(Stored items from a collection)
━━━━━━━━━━━━━━━━━━━━━━━━━━━━━━

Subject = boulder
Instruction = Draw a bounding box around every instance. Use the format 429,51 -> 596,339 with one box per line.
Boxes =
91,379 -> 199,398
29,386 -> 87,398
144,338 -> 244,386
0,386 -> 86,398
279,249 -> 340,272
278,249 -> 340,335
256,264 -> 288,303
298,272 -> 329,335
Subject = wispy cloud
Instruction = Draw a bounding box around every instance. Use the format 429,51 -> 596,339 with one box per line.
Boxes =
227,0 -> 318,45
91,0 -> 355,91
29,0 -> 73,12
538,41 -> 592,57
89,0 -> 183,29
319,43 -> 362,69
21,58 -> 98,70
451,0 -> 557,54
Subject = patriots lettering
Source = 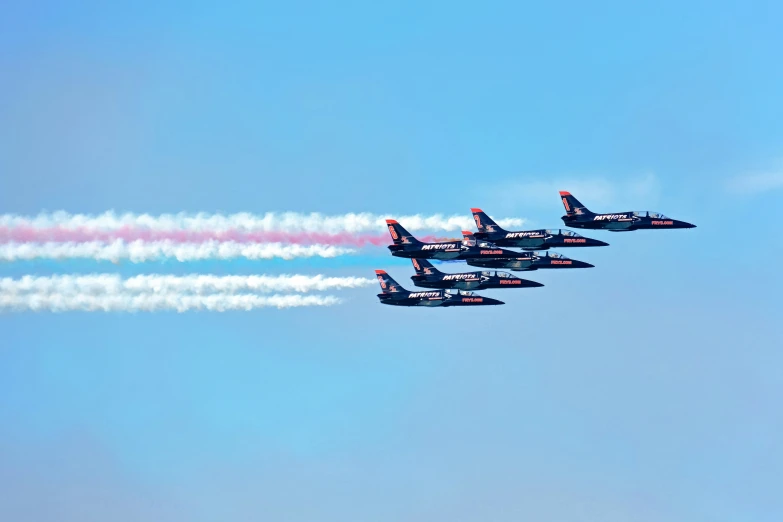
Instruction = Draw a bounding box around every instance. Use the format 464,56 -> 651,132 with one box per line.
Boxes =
593,214 -> 630,221
408,292 -> 440,299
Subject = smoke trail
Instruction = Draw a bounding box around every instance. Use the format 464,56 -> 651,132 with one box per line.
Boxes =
0,292 -> 340,312
0,274 -> 377,295
0,226 -> 389,247
0,211 -> 523,234
0,239 -> 354,263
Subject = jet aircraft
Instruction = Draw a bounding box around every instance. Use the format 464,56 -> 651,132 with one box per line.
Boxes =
470,208 -> 609,250
462,230 -> 594,272
375,270 -> 504,307
560,190 -> 696,232
466,251 -> 594,272
386,219 -> 519,260
411,258 -> 544,290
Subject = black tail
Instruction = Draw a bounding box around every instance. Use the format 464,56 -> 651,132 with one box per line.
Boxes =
411,258 -> 440,276
386,219 -> 421,245
560,190 -> 592,216
375,270 -> 409,294
470,208 -> 505,233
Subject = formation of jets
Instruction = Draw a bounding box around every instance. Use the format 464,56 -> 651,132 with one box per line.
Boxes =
375,191 -> 696,307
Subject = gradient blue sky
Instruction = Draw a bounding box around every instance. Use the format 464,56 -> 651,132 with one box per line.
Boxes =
0,1 -> 783,522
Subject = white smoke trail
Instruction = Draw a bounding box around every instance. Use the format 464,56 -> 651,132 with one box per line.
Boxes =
0,211 -> 524,234
0,292 -> 340,312
0,274 -> 377,295
0,239 -> 354,263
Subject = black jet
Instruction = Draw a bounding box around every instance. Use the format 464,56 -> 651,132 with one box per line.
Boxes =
470,208 -> 609,250
386,219 -> 518,260
467,251 -> 593,272
411,258 -> 544,290
375,270 -> 505,307
560,190 -> 696,232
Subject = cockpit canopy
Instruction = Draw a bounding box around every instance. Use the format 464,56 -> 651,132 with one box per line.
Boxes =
481,270 -> 514,279
445,289 -> 473,296
633,210 -> 671,219
462,237 -> 496,248
546,228 -> 582,237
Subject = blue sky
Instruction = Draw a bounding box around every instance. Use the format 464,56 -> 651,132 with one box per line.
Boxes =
0,2 -> 783,522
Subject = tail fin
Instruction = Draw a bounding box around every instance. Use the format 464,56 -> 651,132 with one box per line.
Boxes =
375,270 -> 407,294
411,258 -> 440,275
560,190 -> 592,216
470,208 -> 505,233
386,219 -> 421,245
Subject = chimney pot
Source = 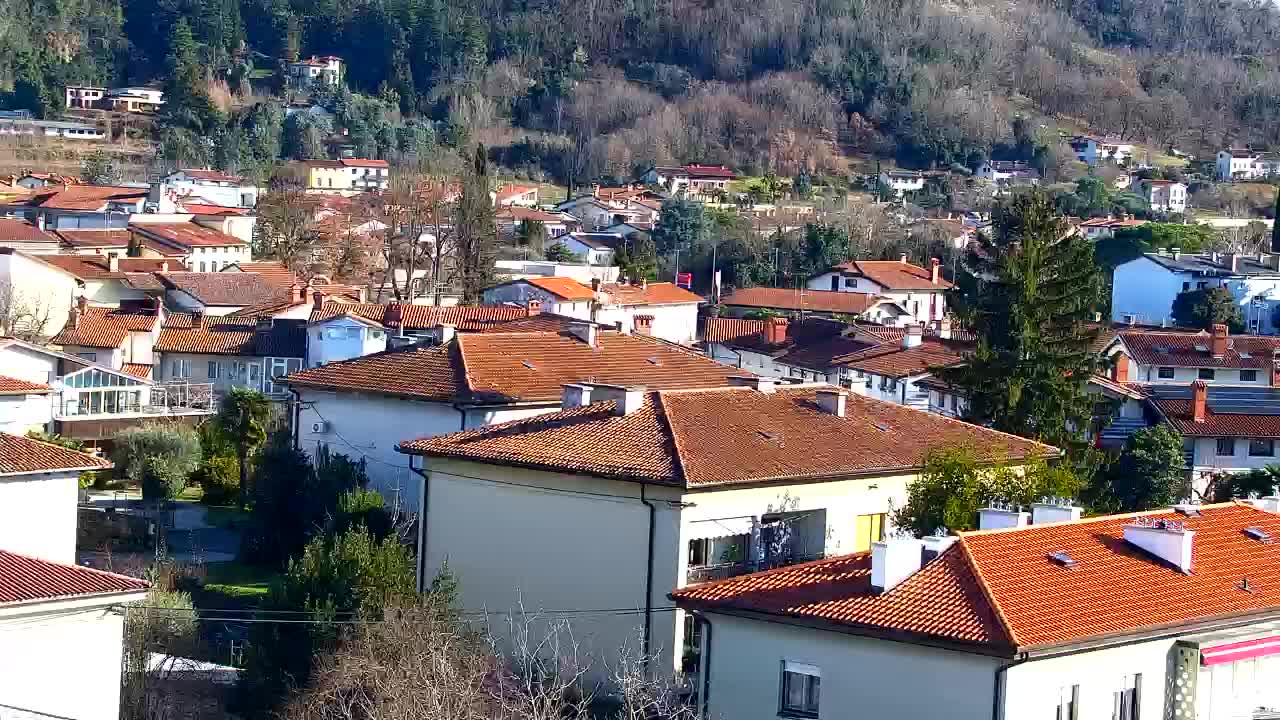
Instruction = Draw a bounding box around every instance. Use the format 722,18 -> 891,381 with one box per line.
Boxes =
1192,380 -> 1208,423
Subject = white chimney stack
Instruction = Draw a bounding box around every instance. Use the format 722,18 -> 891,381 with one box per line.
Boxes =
872,538 -> 923,592
1124,516 -> 1196,574
978,507 -> 1030,530
1032,502 -> 1084,525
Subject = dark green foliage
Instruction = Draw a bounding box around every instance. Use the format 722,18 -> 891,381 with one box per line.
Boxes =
1171,287 -> 1244,333
938,192 -> 1103,450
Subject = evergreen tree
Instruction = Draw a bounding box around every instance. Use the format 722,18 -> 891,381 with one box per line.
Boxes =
938,192 -> 1103,448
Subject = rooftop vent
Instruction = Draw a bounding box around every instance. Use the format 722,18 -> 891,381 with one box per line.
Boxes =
1048,550 -> 1078,570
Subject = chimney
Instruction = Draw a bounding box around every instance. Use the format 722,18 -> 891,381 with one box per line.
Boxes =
631,315 -> 653,336
561,383 -> 591,410
764,316 -> 787,345
728,375 -> 778,395
1111,354 -> 1129,383
1210,324 -> 1226,357
1124,516 -> 1196,574
435,323 -> 458,345
978,507 -> 1030,530
564,320 -> 599,347
872,538 -> 924,593
588,383 -> 645,415
818,388 -> 849,418
902,323 -> 924,348
1032,501 -> 1084,525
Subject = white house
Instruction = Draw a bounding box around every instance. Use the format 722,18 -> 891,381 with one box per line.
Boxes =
1215,150 -> 1280,182
673,503 -> 1280,720
1138,179 -> 1187,213
806,255 -> 951,324
399,378 -> 1056,676
284,322 -> 741,506
1111,249 -> 1280,334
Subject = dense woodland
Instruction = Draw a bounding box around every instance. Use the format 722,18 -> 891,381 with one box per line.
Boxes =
0,0 -> 1280,182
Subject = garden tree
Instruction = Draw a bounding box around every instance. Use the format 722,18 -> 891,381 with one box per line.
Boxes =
937,192 -> 1103,450
218,387 -> 271,506
1170,287 -> 1244,333
81,150 -> 120,184
453,145 -> 498,304
1084,424 -> 1190,512
893,447 -> 1083,537
239,525 -> 416,717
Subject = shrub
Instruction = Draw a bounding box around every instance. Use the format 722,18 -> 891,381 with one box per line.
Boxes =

━━━━━━━━━━━━━━━━━━━━━━━━━━━━━━

→ GIVEN PROBLEM
Rewrite all of the material above, renaming every "Subject" to "Category" and keeping everything else unchanged. Leave the pictures out of your answer.

→ SOLUTION
Category = boulder
Instruction = Draw a bounding box around every instance. Use the format 429,51 -> 596,339 with one box per line.
Boxes =
91,379 -> 199,398
29,386 -> 87,398
144,338 -> 244,386
0,386 -> 86,398
279,249 -> 340,272
278,249 -> 340,335
256,264 -> 288,303
298,272 -> 329,335
Category = wispy cloud
Instruction = Draw a bounding box around every instance. Use the format 429,51 -> 596,339 with one box per line.
Boxes =
227,0 -> 318,45
91,0 -> 355,91
29,0 -> 73,12
538,41 -> 592,57
89,0 -> 183,29
319,43 -> 362,69
21,58 -> 98,70
451,0 -> 557,54
Category = patriots lettering
Source = 
Instruction = Draw a bounding box around every instance. Use the format 464,56 -> 651,132 with one box per line.
Boxes =
593,214 -> 630,221
408,292 -> 440,299
Category = smoke trail
Instruction = Draw a bounding box around every instance. Use the format 464,56 -> 651,132 with one box per line.
Boxes =
0,292 -> 340,312
0,274 -> 377,295
0,226 -> 389,247
0,211 -> 523,234
0,239 -> 354,263
Category = jet aircraft
Instruction = Draw a bounding box around every instance. Use the format 464,56 -> 651,132 with one box per line.
Boxes =
470,208 -> 609,250
462,230 -> 594,272
375,270 -> 504,307
560,190 -> 696,232
466,251 -> 594,272
386,219 -> 519,260
411,258 -> 544,290
Category = black tail
Instruction = Draw a bounding box around every instance. Use the format 464,56 -> 651,132 with one box per line.
Boxes =
411,258 -> 440,276
386,219 -> 421,245
560,190 -> 592,216
375,270 -> 409,294
470,208 -> 505,233
Category = formation of jets
Instruction = Draw a bounding box around every instance. Use the format 464,56 -> 651,132 with one box per line.
Boxes =
375,191 -> 696,307
Category = gradient blue sky
Instruction = Draw a bounding box around every instance. Use the format 464,56 -> 651,132 with one box per line.
Boxes =
0,1 -> 783,522
Category = white smoke trail
Instruction = Draw a bounding box around every instance. Use the format 464,56 -> 651,132 with one box per line.
Boxes =
0,211 -> 524,234
0,292 -> 340,312
0,274 -> 377,295
0,239 -> 354,263
Category = black jet
Instruction = Draw a bounding box around every instance. Use the format 464,56 -> 651,132 with one box per line.
Boxes =
470,208 -> 609,250
386,219 -> 518,260
467,251 -> 593,272
411,258 -> 544,290
375,270 -> 505,307
560,190 -> 696,232
Category = cockpit canopy
Instruction = Draw a bounding box around every instance. Use the format 464,56 -> 651,132 with one box per line.
Boxes =
481,270 -> 514,279
445,289 -> 473,296
633,210 -> 671,219
462,237 -> 496,248
546,228 -> 582,237
Category = blue sky
Instruction = Draw a bounding box around every instance. Use the format 464,56 -> 651,132 with one box per line.
Boxes =
0,2 -> 783,522
Category = tail fin
Instruction = Draw a bounding box around every instance. Use the format 464,56 -> 651,132 with one box per line.
Boxes =
375,270 -> 407,294
411,258 -> 440,275
560,190 -> 592,216
470,208 -> 505,233
386,219 -> 421,245
Category = chimney pot
Source = 
Instruction = Draw a bounding box around every instance. Use the format 722,18 -> 891,381 with one box per line.
Boxes =
1192,380 -> 1208,423
Category = white chimney stack
Instruction = Draw a bounding box around every instance. Use the format 722,18 -> 891,381 with one box per line.
Boxes =
872,538 -> 923,592
1124,516 -> 1196,574
978,507 -> 1030,530
1032,502 -> 1084,525
Category = dark green foliage
Instruction = Draw a bounding box around every instance. Use the format 722,18 -> 891,381 with one box per line.
Boxes =
1171,287 -> 1244,333
938,192 -> 1103,450
Category = evergreen tree
Instruction = Draw a bounding box around every instance. Use the format 722,18 -> 891,381 with one box per line.
Boxes =
938,192 -> 1103,448
Category = rooftop vent
Instruction = Draw a bounding box around every instance. Use the format 722,18 -> 891,381 with one box per line.
Boxes =
1048,550 -> 1078,570
Category = chimney
Instruction = Draw a bounding box around every instance. Use the format 722,18 -> 891,381 with one box per line.
Boxes =
631,315 -> 653,336
561,383 -> 591,410
764,316 -> 787,345
728,375 -> 778,395
1111,354 -> 1129,383
1210,324 -> 1226,357
1124,516 -> 1196,574
435,323 -> 458,345
978,507 -> 1030,530
564,320 -> 599,347
872,538 -> 924,593
588,383 -> 645,415
818,388 -> 849,418
902,323 -> 924,348
1032,501 -> 1084,525
Category = white house
Instruction = Draw a bounding box around every instance. Use the format 722,18 -> 891,381 with one box per line.
Boxes =
1215,150 -> 1280,182
673,503 -> 1280,720
1138,179 -> 1187,213
806,255 -> 951,324
399,378 -> 1056,676
284,322 -> 741,506
1111,249 -> 1280,334
Category = dense woodland
Instruction = Draw a bounding box around every instance. Use the format 722,18 -> 891,381 with one box per line.
Boxes =
0,0 -> 1280,182
Category = garden tree
Instruction = Draw a bounding box around every instance. Use the format 722,18 -> 891,381 with one box per line.
Boxes =
937,192 -> 1103,450
218,387 -> 271,506
1170,287 -> 1244,333
81,150 -> 120,184
453,145 -> 498,304
1084,424 -> 1190,512
893,447 -> 1083,537
239,525 -> 416,717
Category = shrub
Instruction = Draw a bounding box around every instance. Use the format 722,18 -> 891,381 with one box per line.
Boxes =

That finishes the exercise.